* **Verilen metin**
========================================

Haliyle bir taşla birkaç kuş vurmak misli, ulus bağı üzerinden, emek tarihte görülmemiş ezgi ve sömürü şartları emek sürecine yerleştirilirken, bundan doğan çelişkilerin üzeri örtülebilmektedir. Diğer taraftan, ulus bağı üzerinden kotarılan dinamiklerle Türkiye’nin bulunduğu coğrafyada emekçi halklar üzerindeki egemenlikler hem parçalanmakta ama hem de topyekûn ve artan ölçüde emperyalizmin çıkarlarına bağlanmaktadır. Oysa bu çabalar, ne UKKTH’yi savunmakla, ne de ulus bağının artık tarihsel olarak demode olmasının şartlarının geldiğine inanmakla bağlıdır.
Temel amaç ve temel dürtü, mevcut sömürü dinamiğinden alınan payın yeterli gelmemesi ve bu sömürü akışının yeniden dizayn edilmesi mecburiyetidir. Emperyalizmin özellikle de ABD ve AB emperyalizminin buna şiddetle ihtiyacı vardır. Bu ihtiyacı emperyalistler arasındaki bir üçüncü paylaşım savaşına gerek kalmadan kotarmak birincil önemdedir.

========================================

* **Gösterilen veriler**
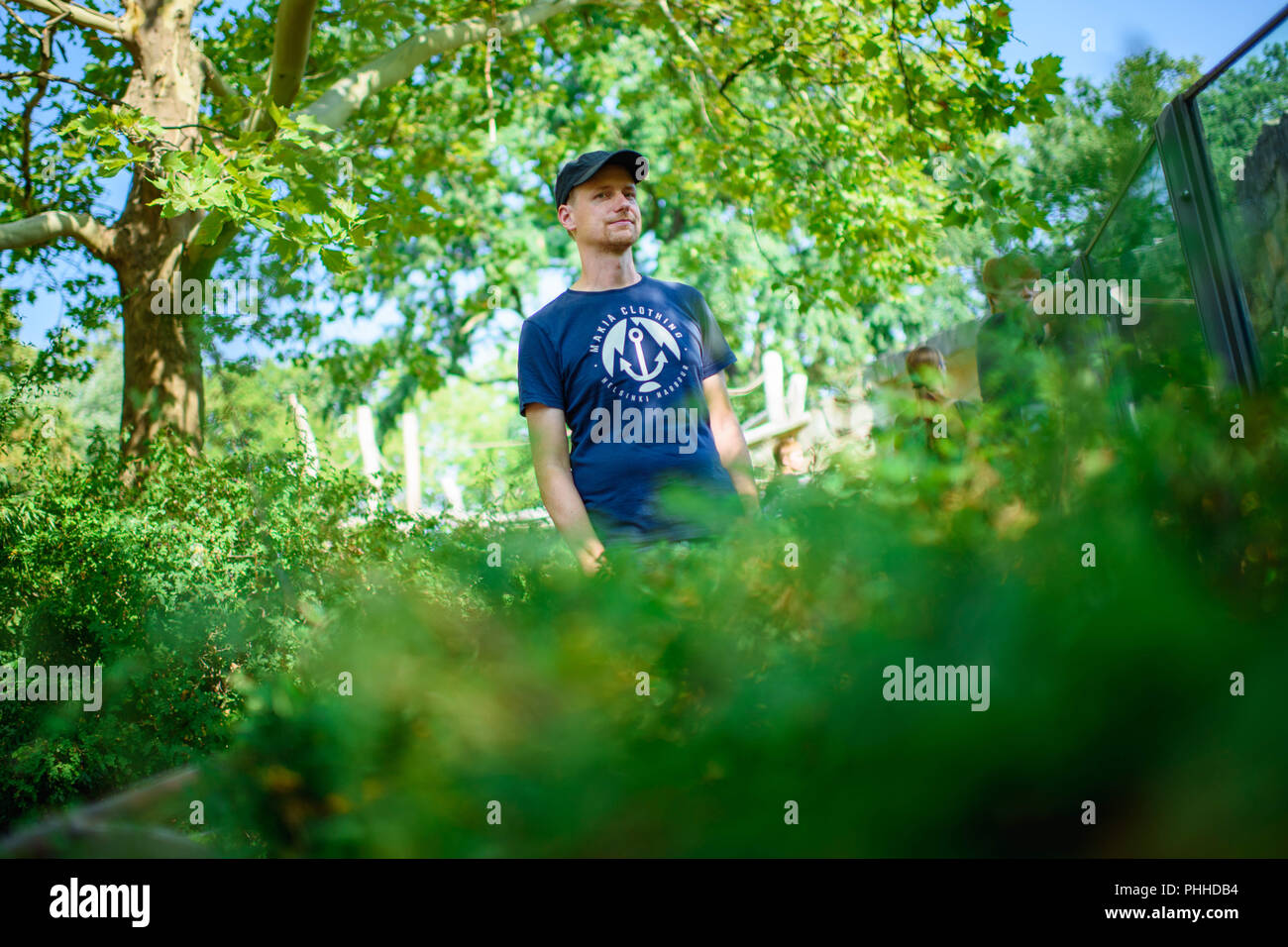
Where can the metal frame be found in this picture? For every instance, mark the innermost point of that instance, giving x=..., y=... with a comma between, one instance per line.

========================================

* **Görevler**
• a. Metnin "Haliyle bir taşla" sözlerini içeren yerinden başlayıp "geldiğine inanmakla bağlıdır." sözlerinden sonra biten kısmını aynen yazın.
• b. Metni iki cümleyle özetleyin.
Yanıtlarınızı yalnızca metne dayandırın.

* **Görev sonuçları**
• a.
Haliyle bir taşla birkaç kuş vurmak misli, ulus bağı üzerinden, emek tarihte görülmemiş ezgi ve sömürü şartları emek sürecine yerleştirilirken, bundan doğan çelişkilerin üzeri örtülebilmektedir. Diğer taraftan, ulus bağı üzerinden kotarılan dinamiklerle Türkiye’nin bulunduğu coğrafyada emekçi halklar üzerindeki egemenlikler hem parçalanmakta ama hem de topyekûn ve artan ölçüde emperyalizmin çıkarlarına bağlanmaktadır. Oysa bu çabalar, ne UKKTH’yi savunmakla, ne de ulus bağının artık tarihsel olarak demode olmasının şartlarının geldiğine inanmakla bağlıdır.

• b. Ulus bağı üzerinden emek sürecine tarihte görülmemiş sömürü şartları yerleştirilirken bundan doğan çelişkilerin üzeri örtülmekte, Türkiye'nin bulunduğu coğrafyada emekçi halklar üzerindeki egemenlikler hem parçalanmakta hem de artan ölçüde emperyalizmin çıkarlarına bağlanmaktadır. Bunun temel amacı, mevcut sömürüden alınan payın yetmemesi nedeniyle sömürü akışını yeniden düzenlemektir; buna özellikle ABD ve AB emperyalizminin ihtiyacı vardır ve bu ihtiyacı emperyalistler arasında üçüncü bir paylaşım savaşına gerek kalmadan karşılamak birincil önemdedir.